Hunt through the entries for the word "white" and copy each line in which it appears.

++++ THE RECORDS ++++

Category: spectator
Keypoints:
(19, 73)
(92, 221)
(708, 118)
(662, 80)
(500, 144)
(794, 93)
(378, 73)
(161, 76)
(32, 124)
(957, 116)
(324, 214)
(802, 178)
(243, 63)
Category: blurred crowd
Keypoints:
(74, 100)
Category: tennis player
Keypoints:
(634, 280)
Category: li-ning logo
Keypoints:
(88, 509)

++++
++++ THE RECORDS ++++

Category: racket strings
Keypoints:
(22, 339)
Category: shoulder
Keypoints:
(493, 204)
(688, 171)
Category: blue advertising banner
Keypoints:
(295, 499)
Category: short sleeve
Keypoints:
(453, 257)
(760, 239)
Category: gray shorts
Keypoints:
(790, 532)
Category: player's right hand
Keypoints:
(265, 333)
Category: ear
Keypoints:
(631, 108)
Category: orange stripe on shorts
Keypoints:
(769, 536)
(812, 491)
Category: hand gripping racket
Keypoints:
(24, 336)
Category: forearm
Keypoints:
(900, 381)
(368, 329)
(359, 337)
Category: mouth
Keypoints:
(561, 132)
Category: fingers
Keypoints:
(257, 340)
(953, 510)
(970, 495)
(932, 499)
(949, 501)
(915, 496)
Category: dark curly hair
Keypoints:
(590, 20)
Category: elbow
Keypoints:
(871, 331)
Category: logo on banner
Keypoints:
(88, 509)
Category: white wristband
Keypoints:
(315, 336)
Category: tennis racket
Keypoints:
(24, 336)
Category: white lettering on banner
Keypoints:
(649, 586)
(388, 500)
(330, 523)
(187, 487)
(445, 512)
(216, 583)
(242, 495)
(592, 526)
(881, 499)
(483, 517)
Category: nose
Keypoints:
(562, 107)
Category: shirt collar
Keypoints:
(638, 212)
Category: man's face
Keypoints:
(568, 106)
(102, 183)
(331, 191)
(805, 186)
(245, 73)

++++

### TASK SOLUTION
Category: white wristband
Category: white lettering on banner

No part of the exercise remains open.